Work required: Every line of the records below from the line with "written like [204,119]." up to and including the line with "written like [295,219]." must be reproduced exactly, and no line outside that range.

Point localization data:
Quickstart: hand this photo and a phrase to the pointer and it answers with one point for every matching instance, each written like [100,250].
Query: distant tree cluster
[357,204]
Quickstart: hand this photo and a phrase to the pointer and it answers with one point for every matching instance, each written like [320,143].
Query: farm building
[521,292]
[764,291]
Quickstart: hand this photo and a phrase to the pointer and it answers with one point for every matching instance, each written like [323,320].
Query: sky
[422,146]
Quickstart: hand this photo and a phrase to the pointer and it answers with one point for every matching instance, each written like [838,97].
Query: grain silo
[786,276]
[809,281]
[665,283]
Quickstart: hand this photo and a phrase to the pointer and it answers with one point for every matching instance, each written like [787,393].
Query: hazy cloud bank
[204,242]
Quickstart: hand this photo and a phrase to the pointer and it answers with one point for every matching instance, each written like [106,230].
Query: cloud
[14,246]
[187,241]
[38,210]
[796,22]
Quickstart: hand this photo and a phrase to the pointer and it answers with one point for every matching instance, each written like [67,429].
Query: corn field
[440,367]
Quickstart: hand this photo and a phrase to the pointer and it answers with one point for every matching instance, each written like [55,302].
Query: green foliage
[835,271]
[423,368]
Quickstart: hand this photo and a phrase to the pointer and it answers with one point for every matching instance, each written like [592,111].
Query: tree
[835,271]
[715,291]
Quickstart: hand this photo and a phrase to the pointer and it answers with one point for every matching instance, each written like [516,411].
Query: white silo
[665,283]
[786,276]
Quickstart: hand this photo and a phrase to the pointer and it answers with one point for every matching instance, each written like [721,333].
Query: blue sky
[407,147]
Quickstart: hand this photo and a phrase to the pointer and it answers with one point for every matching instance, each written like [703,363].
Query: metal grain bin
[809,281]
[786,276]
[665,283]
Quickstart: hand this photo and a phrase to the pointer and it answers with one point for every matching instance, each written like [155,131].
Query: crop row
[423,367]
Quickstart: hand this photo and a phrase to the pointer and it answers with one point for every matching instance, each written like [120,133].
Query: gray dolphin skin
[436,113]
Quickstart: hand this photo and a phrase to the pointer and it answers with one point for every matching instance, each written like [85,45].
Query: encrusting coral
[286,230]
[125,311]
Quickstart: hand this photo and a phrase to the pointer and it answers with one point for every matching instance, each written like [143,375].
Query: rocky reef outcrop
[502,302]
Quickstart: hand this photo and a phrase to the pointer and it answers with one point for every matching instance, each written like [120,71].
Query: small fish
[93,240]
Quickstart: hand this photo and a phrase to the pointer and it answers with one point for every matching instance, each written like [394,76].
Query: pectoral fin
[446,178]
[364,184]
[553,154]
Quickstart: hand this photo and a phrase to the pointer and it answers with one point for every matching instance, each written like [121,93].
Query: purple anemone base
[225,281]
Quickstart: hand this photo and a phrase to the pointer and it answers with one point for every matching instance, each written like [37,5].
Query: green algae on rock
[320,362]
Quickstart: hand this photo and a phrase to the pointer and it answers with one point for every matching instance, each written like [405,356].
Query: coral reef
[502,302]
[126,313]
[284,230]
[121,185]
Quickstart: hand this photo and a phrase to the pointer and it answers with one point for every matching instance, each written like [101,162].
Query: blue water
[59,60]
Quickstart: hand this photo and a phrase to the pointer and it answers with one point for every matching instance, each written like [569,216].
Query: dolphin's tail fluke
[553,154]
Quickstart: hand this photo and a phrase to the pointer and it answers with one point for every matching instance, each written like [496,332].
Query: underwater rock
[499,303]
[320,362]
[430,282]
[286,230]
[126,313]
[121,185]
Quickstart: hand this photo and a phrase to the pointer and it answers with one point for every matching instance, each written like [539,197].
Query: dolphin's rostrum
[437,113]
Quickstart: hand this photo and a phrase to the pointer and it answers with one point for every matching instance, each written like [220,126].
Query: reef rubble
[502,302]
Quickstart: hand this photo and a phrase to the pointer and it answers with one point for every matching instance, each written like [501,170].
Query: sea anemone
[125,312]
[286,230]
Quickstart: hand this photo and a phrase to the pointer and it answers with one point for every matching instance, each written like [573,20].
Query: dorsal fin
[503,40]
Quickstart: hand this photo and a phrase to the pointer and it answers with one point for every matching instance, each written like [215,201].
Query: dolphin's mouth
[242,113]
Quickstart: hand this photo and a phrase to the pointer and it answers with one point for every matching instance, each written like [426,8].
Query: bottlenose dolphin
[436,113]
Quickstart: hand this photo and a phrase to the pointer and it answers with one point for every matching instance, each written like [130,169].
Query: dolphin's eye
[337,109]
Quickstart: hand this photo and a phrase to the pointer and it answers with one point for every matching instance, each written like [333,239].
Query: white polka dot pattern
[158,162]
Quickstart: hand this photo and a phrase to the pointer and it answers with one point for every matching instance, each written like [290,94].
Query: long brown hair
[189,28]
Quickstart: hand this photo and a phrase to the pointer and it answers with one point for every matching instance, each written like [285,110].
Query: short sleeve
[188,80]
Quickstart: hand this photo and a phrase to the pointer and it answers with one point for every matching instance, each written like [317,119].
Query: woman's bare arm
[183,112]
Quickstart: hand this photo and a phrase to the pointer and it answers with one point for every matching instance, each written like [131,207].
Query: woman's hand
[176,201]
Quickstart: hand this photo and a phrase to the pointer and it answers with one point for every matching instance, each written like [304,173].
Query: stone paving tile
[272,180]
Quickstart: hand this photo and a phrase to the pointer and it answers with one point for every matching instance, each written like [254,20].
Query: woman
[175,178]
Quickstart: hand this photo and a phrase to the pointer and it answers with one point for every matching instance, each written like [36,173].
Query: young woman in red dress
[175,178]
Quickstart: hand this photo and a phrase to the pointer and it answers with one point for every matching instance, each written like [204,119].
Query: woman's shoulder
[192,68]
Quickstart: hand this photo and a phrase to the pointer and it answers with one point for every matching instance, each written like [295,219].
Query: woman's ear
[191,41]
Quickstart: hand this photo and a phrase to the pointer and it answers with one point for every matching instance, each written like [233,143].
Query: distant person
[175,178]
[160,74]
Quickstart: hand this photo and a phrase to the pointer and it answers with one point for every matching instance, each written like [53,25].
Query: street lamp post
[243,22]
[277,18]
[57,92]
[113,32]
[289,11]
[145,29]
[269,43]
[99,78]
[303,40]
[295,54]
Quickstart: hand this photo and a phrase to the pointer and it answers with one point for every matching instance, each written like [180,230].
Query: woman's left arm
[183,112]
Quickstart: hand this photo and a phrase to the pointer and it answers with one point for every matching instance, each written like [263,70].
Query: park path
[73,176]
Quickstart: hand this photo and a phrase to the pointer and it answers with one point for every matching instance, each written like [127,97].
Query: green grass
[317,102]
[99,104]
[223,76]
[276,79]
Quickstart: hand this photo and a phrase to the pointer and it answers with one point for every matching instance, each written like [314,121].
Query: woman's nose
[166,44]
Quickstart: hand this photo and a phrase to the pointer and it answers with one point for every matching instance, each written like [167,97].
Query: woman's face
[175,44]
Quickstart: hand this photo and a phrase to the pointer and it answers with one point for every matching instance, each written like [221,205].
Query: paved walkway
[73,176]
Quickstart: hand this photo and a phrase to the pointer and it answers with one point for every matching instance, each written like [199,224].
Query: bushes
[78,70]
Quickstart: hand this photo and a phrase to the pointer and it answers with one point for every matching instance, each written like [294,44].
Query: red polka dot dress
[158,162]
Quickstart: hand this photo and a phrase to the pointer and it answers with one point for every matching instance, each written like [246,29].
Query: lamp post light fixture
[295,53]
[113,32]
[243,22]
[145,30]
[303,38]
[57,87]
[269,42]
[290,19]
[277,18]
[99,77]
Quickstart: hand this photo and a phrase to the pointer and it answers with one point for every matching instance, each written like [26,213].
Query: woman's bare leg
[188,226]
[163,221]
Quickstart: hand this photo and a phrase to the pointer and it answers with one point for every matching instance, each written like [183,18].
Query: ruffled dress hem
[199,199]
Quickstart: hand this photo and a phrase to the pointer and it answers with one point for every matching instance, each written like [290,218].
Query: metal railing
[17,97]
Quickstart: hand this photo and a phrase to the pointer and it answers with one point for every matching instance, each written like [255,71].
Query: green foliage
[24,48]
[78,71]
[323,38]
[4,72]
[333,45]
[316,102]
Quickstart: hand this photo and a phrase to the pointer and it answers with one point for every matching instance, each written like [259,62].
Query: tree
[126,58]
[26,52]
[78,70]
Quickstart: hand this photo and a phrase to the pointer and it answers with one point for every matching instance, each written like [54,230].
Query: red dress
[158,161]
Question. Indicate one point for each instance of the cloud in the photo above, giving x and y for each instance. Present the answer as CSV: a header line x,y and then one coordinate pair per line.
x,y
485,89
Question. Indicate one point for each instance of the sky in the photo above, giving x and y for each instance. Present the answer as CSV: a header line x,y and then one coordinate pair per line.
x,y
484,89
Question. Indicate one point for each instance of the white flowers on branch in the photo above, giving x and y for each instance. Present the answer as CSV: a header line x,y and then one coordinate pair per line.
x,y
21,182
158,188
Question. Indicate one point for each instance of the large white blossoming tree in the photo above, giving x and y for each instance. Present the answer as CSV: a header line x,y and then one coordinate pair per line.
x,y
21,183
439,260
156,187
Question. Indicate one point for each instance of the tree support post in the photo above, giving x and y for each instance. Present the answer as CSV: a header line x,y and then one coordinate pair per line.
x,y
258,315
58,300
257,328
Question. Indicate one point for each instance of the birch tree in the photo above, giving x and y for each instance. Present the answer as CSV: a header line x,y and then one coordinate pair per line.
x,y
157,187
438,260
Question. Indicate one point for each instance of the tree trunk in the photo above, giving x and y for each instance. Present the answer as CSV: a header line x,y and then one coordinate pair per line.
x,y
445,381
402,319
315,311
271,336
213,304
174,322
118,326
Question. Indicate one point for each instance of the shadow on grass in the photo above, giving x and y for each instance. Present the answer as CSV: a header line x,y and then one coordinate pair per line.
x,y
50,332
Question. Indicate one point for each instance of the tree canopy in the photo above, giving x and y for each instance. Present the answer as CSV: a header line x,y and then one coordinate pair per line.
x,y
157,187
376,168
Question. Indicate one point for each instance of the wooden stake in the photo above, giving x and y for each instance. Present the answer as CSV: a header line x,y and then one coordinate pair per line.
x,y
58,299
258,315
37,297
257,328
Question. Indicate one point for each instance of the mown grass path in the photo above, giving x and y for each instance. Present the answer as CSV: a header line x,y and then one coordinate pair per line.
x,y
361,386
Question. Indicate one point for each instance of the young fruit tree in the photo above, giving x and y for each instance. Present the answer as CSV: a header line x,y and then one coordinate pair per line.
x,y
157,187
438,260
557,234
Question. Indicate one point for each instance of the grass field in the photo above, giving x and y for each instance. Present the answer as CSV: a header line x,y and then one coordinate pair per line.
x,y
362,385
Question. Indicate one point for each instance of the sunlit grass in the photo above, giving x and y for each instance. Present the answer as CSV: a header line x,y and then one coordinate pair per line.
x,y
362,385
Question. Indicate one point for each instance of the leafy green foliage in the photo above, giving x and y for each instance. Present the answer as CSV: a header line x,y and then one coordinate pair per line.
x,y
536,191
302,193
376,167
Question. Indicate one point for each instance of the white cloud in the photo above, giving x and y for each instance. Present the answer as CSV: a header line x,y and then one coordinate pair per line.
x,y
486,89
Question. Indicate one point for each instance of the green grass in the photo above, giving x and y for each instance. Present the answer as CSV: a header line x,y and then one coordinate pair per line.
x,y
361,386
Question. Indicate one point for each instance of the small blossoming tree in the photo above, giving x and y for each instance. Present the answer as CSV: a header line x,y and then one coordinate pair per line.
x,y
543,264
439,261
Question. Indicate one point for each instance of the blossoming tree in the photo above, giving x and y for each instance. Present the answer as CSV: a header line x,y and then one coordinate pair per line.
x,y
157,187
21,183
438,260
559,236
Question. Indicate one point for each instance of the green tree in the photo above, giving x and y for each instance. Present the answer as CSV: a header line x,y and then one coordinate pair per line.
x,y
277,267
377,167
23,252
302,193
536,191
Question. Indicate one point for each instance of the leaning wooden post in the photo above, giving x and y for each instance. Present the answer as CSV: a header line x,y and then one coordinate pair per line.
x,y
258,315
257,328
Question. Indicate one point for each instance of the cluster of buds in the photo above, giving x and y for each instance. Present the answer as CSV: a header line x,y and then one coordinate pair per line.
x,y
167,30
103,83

Result of the task:
Quickstart: hand this photo and a phrase to the pointer and it answers with one point for every matching instance, each written like [204,119].
Query: woman's shoulder
[192,68]
Quickstart: hand this photo and a phrase to the pointer and it answers with one point for every matching instance, each written like [295,219].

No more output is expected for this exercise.